__Set exercise__: Copy the material below verbatim, line for line, but leave out the pictures.

__Rows__:
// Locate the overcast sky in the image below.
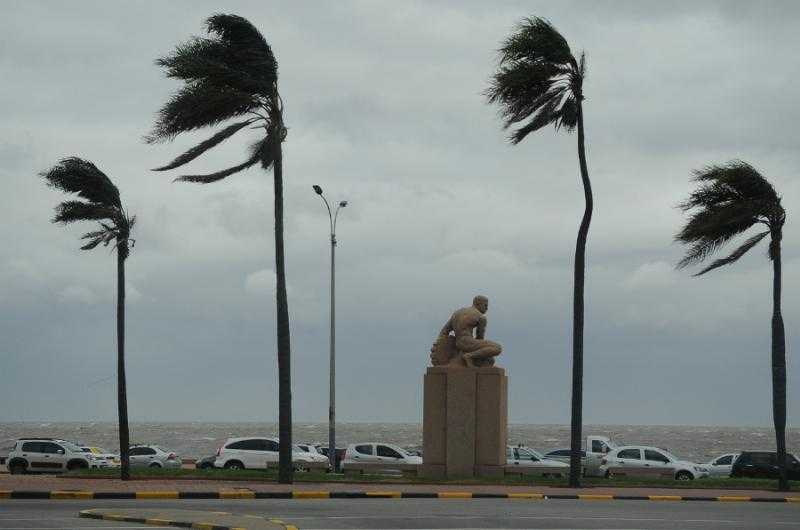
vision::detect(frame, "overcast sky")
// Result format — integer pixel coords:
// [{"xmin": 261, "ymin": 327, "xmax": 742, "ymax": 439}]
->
[{"xmin": 0, "ymin": 0, "xmax": 800, "ymax": 426}]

__Answer to the exercise__:
// Locate the overcast sky in the image below.
vision::detect(frame, "overcast sky")
// Result format — integer pixel coords:
// [{"xmin": 261, "ymin": 327, "xmax": 742, "ymax": 439}]
->
[{"xmin": 0, "ymin": 0, "xmax": 800, "ymax": 426}]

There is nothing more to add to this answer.